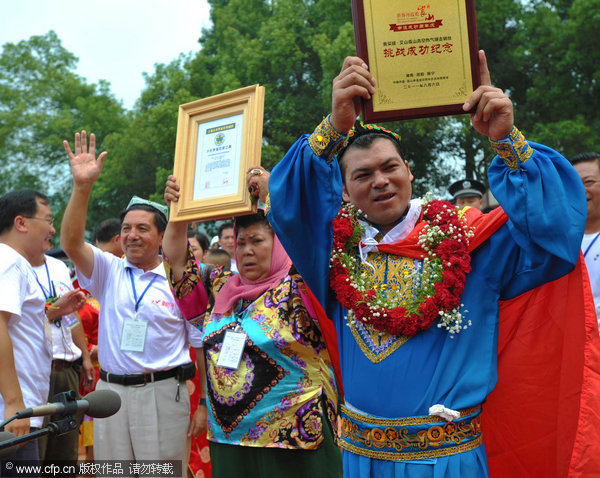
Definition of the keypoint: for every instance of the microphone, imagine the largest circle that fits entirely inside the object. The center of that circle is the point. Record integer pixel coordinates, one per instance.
(98, 404)
(6, 453)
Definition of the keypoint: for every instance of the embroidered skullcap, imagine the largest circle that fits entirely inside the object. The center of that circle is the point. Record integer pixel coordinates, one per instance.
(135, 200)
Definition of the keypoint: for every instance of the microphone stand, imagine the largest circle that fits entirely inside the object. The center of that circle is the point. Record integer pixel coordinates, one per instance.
(59, 427)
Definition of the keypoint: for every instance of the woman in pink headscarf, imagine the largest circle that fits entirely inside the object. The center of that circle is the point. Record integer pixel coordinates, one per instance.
(270, 389)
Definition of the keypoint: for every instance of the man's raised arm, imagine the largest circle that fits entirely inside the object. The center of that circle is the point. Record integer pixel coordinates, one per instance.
(85, 168)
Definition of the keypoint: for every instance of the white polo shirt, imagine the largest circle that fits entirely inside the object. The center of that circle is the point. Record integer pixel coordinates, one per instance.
(590, 245)
(54, 277)
(28, 328)
(167, 333)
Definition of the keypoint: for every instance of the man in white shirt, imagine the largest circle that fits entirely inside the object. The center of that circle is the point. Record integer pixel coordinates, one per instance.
(142, 337)
(26, 228)
(588, 167)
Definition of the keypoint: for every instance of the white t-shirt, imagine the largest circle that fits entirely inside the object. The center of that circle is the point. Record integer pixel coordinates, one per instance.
(28, 328)
(56, 279)
(590, 245)
(167, 333)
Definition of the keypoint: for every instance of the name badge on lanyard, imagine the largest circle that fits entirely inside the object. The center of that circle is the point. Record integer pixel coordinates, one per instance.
(133, 335)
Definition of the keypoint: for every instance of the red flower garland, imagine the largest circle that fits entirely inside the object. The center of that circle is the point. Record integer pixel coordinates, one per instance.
(444, 240)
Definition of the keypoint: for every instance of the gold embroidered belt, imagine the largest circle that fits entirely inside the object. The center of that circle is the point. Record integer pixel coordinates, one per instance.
(413, 438)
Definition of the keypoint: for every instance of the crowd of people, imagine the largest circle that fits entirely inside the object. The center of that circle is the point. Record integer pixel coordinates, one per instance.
(348, 329)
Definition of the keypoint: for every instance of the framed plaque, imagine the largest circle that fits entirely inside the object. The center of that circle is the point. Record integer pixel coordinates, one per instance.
(423, 55)
(218, 139)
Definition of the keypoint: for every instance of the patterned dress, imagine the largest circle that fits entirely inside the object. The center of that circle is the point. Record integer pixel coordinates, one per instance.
(283, 391)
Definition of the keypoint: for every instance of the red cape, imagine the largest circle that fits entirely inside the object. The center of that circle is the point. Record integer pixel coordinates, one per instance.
(543, 417)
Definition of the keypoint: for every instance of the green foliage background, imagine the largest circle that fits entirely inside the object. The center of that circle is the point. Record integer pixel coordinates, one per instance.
(541, 52)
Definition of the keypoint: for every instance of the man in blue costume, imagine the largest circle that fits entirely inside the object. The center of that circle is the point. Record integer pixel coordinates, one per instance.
(413, 399)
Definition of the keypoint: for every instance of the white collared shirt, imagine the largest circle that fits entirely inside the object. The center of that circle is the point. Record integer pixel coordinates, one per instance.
(398, 233)
(168, 333)
(63, 346)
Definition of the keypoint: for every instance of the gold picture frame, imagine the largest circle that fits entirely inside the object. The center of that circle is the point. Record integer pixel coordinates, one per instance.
(218, 139)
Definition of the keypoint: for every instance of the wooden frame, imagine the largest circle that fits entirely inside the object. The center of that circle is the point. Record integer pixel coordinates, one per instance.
(424, 56)
(218, 139)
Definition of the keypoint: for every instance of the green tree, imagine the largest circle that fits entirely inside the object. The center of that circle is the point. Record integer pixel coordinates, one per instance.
(42, 102)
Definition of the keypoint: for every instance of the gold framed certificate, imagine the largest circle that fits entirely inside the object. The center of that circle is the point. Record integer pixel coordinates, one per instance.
(423, 55)
(218, 139)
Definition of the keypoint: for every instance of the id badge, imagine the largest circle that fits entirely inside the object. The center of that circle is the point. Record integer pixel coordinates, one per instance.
(232, 349)
(133, 338)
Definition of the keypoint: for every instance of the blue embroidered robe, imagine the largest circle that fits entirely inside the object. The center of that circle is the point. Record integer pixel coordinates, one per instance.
(544, 199)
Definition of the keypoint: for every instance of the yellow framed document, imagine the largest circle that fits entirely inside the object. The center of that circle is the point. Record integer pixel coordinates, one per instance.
(423, 55)
(218, 139)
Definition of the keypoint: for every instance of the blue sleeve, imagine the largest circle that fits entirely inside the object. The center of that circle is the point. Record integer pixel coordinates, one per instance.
(305, 195)
(545, 202)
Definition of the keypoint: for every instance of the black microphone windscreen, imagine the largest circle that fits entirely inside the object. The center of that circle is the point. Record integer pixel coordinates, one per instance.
(6, 453)
(103, 403)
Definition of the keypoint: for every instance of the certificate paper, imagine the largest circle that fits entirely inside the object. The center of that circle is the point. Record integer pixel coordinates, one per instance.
(421, 54)
(218, 157)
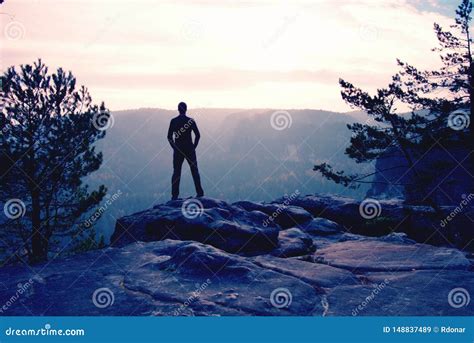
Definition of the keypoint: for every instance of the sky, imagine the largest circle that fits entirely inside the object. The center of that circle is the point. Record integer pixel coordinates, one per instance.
(223, 53)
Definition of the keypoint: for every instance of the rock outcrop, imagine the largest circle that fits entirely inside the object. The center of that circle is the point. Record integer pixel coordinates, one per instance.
(205, 257)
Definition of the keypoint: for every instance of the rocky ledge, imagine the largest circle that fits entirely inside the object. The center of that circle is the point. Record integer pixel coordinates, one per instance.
(205, 257)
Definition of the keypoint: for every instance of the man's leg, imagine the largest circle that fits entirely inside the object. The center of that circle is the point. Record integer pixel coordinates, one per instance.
(178, 159)
(192, 161)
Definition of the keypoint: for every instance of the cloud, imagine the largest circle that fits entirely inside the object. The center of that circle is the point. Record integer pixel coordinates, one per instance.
(252, 53)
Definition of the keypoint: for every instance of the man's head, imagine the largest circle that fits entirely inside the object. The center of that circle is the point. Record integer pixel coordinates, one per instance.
(182, 108)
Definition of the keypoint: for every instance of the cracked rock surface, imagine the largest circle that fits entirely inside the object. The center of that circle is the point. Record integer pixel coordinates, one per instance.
(227, 261)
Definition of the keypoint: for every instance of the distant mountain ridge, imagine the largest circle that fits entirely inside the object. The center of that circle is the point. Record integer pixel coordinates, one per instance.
(240, 156)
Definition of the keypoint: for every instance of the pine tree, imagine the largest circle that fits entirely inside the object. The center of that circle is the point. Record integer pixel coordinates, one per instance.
(453, 82)
(432, 116)
(49, 130)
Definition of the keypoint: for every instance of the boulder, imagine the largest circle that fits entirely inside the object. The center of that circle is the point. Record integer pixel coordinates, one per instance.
(286, 216)
(379, 255)
(293, 242)
(321, 227)
(316, 274)
(203, 220)
(417, 293)
(157, 278)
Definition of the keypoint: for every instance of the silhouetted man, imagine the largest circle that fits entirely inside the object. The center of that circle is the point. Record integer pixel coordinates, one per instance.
(179, 136)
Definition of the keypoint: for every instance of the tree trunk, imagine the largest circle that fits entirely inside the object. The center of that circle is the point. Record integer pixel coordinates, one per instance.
(38, 241)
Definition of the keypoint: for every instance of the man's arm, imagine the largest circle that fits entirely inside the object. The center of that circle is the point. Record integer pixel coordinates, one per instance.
(170, 135)
(197, 135)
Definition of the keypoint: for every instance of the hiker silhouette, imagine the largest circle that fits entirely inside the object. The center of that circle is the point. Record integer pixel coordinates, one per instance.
(180, 139)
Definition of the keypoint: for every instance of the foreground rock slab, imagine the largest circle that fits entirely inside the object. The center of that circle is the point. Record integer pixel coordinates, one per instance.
(378, 255)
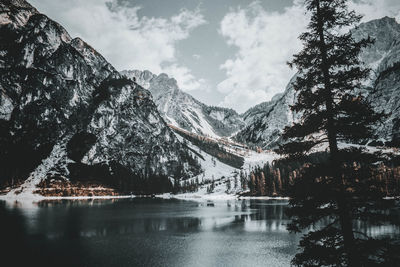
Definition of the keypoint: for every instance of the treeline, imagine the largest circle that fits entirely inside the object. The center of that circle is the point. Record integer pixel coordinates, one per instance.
(212, 148)
(274, 179)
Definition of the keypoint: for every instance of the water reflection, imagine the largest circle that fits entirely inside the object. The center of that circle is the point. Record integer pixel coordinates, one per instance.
(150, 232)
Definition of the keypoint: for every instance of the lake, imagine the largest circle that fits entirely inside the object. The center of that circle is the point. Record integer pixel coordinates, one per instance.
(146, 232)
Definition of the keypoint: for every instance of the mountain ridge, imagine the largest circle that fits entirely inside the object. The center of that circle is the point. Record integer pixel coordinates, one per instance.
(182, 110)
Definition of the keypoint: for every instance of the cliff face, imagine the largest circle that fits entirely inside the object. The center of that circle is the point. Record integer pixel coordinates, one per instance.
(265, 122)
(64, 107)
(184, 111)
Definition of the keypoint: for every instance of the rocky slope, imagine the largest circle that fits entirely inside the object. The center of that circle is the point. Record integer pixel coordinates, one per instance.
(65, 111)
(184, 111)
(266, 121)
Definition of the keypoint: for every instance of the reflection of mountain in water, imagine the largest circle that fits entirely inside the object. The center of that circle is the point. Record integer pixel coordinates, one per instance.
(151, 232)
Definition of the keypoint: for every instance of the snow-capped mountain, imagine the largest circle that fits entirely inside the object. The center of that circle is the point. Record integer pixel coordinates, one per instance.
(266, 121)
(184, 111)
(64, 108)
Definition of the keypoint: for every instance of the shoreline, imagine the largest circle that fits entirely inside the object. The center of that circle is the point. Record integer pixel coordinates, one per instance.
(38, 198)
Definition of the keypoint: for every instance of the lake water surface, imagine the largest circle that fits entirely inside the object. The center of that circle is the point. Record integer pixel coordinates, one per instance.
(146, 232)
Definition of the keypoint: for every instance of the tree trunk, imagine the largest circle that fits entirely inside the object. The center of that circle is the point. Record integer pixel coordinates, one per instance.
(343, 207)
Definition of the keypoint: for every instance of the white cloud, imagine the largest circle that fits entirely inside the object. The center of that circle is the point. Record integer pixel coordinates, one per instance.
(375, 9)
(265, 42)
(196, 56)
(126, 39)
(185, 79)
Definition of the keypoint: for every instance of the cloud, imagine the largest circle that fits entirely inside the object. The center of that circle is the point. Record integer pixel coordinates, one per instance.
(196, 56)
(265, 42)
(185, 79)
(124, 38)
(375, 9)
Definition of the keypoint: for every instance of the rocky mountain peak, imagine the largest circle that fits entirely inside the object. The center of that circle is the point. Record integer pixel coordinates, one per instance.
(184, 111)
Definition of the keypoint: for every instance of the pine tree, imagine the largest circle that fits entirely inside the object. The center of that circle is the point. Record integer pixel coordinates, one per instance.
(332, 195)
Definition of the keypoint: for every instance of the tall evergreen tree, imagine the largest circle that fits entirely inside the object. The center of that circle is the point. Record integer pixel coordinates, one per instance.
(331, 196)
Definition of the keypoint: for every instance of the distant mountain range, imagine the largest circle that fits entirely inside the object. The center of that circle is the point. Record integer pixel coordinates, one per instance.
(262, 125)
(266, 121)
(182, 110)
(66, 112)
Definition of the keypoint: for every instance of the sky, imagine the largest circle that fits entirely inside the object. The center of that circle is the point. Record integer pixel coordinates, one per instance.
(229, 53)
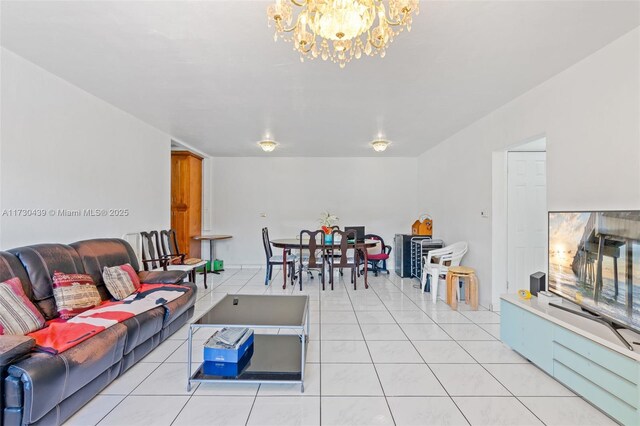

---------------

Which lines in the entries above contain the word "blue", matching case exactly? Pick out each of those lines and copy it in full.

◆ RESPONSE
Definition of the keypoint: for every instance of the man in blue costume, imagine the largest circle that fits entirely inside the object. The center of that circle is the point. Record integer pixel coordinates, one per instance.
Definition of the keypoint: for every instance of the blue embroidered robe, imagine the largest circle that fits entirely inside the object. The center of that circle is the point. Record integer pixel coordinates, one per instance.
Definition of the keypoint: for every instance of the blue sleeve, imagine the largest circle that fits entirely inside the object. The center of that circle is the point. Record integer pixel coordinates, one per instance.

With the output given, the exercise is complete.